═════ Documento

Neste artigo vou mostrar um modo mais sutil de se passar o viés revolucionário. Para isso analisei cinco livros didáticos de ensino médio. (4) Tema escolhido: a Guerra Civil Espanhola. (5)

Livro 1. Edição de 2003

Neste manual o autor, após expor a ascensão e as doutrinas do nazi-fascismo, explica a situação política na Espanha:

 “Em 1931, A Monarquia espanhola foi derrubada e proclamou-se a República. O governo transitório, liderado por Alcalá Zamora, realizou uma série de reformas com uma Constituição de caráter liberal, separou a Igreja do Estado, assegurou liberdade religiosa e fez uma reforma agrária”.

“Apesar do novo governo republicano e das reformas, os conflitos na Espanha continuaram: explodiram greves gerais e os movimentos separatistas (basco e catalão) fortaleceram-se. A esquerda se organizou em torno dos partidos Socialista e Comunista” .

Insatisfeitos com a reforma agrária, a movimentação dos operários e camponeses e o crescimento da esquerda, os setores mais conservadores começaram a conspirar contra o governo por meio da Falange, um grupo fascista ultraconservador liderado por José Antonio Primo de Rivera”.

“Nas eleições de 1936, republicanos, socialistas e comunistas uniram-se em torno da Frente Popular e chegaram à vitória. O governo, com maioria de esquerda, anistiou os presos políticos, retomou a reforma agrária e tentou implantar uma reforma educacional” . (p.341)

O livro 2, de 2008,   inicia a abordagem afirmando que as “doutrinas totalitárias de inspiração nazifascista surgiram em diversas partes do mundo. Foi o caso da Espanha, de Portugal e mesmo do Brasil”. E continua:

“Na Espanha, o general Francisco Franco,(…) apoiado por grupos representantes das mais tradicionais instituições da sociedade espanhola – o latifúndio, a Igreja Católica e o Exército , reuniu forças para lutar contra a República espanhola, instalada desde 1931.

══════════

→ **Tarefa proposta 1**: Copie estas linhas dos registros sem mudar nada: tudo desde a linha que contém "hair --coords pixels" até a linha que contém "64L150 73L159 74L157", incluindo as duas.

═════ Registros

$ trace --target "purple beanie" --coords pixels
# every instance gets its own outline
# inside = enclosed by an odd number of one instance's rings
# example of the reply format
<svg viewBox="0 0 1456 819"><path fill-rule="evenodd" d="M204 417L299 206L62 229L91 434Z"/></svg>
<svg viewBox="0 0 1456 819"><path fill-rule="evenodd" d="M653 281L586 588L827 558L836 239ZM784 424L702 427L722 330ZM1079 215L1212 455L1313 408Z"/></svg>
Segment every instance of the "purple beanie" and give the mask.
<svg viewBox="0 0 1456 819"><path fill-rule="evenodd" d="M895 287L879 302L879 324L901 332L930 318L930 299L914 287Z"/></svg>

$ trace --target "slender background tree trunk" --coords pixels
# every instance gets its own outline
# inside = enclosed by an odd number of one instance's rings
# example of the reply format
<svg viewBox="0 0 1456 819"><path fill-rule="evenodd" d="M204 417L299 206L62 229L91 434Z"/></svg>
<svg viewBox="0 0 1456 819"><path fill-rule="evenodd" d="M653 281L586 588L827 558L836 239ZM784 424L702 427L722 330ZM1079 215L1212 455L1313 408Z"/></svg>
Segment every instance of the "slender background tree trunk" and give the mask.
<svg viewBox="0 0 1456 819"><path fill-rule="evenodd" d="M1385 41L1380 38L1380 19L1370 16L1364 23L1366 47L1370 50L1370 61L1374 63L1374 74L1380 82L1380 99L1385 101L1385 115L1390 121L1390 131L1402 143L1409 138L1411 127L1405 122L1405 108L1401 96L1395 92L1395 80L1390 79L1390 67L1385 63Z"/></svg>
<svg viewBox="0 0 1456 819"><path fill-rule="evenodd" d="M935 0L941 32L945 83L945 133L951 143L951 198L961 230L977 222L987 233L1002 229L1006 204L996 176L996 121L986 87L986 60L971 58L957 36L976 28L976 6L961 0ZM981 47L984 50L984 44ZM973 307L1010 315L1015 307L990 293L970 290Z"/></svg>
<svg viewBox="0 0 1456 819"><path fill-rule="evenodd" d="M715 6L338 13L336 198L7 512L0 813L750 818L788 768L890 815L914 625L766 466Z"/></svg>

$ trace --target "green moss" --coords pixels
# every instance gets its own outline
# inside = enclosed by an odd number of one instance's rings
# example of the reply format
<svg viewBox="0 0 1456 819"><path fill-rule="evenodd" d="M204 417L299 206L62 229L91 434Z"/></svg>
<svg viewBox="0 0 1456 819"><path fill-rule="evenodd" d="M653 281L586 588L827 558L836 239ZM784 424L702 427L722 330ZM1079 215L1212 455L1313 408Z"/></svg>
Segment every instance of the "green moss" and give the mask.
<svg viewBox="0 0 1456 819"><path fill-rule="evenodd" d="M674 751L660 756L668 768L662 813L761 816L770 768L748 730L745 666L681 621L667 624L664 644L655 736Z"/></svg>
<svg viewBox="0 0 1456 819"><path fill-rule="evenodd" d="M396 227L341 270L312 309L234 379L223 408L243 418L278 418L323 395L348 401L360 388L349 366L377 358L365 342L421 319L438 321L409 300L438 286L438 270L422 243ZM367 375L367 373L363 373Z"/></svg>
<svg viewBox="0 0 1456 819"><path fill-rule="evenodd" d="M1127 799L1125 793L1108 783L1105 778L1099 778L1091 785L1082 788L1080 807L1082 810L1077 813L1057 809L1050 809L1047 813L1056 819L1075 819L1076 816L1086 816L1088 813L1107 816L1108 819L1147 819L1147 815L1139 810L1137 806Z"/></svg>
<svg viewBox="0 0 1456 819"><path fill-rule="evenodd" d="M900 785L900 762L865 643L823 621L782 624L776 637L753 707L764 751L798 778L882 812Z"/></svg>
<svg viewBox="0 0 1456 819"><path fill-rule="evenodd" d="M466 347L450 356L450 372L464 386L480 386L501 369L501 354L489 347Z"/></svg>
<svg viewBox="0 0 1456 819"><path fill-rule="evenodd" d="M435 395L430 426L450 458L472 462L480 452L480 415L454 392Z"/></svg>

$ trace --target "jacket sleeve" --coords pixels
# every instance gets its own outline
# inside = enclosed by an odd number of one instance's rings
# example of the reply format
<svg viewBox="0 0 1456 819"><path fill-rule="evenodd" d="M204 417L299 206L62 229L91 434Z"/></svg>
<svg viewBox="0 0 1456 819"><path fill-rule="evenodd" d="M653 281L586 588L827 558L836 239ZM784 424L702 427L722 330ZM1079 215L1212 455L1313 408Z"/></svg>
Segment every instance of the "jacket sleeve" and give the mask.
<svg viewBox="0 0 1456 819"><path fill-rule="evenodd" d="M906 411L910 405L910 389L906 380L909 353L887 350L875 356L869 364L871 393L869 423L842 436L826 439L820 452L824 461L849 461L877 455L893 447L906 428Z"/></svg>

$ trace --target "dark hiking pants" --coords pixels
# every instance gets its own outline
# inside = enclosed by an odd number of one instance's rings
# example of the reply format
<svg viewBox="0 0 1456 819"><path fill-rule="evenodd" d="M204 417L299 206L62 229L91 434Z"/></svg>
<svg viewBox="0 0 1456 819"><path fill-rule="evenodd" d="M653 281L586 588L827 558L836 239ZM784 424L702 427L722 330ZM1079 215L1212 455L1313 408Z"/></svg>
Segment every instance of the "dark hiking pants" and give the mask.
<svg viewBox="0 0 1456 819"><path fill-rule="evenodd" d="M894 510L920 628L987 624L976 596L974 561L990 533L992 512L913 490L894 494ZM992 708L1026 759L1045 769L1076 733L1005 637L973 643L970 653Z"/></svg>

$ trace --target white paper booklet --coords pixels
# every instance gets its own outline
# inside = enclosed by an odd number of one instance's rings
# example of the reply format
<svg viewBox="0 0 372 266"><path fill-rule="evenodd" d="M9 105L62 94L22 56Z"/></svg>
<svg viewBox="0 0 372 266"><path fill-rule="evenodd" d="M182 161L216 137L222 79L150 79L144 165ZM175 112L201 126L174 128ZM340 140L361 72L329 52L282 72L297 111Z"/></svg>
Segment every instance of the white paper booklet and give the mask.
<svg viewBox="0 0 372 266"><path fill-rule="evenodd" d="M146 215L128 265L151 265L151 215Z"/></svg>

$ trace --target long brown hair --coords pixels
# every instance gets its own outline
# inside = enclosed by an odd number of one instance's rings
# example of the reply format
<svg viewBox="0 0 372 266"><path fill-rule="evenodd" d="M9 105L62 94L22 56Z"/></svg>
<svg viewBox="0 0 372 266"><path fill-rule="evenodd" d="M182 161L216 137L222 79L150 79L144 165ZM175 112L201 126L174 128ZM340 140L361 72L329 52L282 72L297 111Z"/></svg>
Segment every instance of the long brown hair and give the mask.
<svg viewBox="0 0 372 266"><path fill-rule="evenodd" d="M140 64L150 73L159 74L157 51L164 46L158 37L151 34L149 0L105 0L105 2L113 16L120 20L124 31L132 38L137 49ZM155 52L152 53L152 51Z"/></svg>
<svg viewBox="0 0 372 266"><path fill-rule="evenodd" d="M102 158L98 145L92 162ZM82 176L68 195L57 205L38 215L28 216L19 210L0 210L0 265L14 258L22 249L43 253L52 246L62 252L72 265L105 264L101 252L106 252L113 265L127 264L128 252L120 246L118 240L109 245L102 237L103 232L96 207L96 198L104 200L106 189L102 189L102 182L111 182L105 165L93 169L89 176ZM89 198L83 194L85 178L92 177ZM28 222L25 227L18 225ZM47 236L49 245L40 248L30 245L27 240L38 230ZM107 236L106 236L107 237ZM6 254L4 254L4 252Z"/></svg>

══════════

→ **Tarefa proposta 2**: No texto sobre livros didáticos e a Guerra Civil Espanhola, quem liderou o governo transitório da Espanha segundo o Livro 1?

→ **Resposta correta 1**:
$ trace --target long brown hair --coords pixels
# every instance gets its own outline
# inside = enclosed by an odd number of one instance's rings
# example of the reply format
<svg viewBox="0 0 372 266"><path fill-rule="evenodd" d="M9 105L62 94L22 56Z"/></svg>
<svg viewBox="0 0 372 266"><path fill-rule="evenodd" d="M182 161L216 137L222 79L150 79L144 165ZM175 112L201 126L174 128ZM340 140L361 72L329 52L282 72L297 111Z"/></svg>
Segment every instance of the long brown hair and give the mask.
<svg viewBox="0 0 372 266"><path fill-rule="evenodd" d="M140 64L150 73L159 74L157 51L164 46L158 37L151 34L149 0L105 0L105 2L113 16L120 20L124 31L132 38L137 49ZM155 52L152 53L152 51Z"/></svg>

→ **Resposta correta 2**: Alcalá Zamora.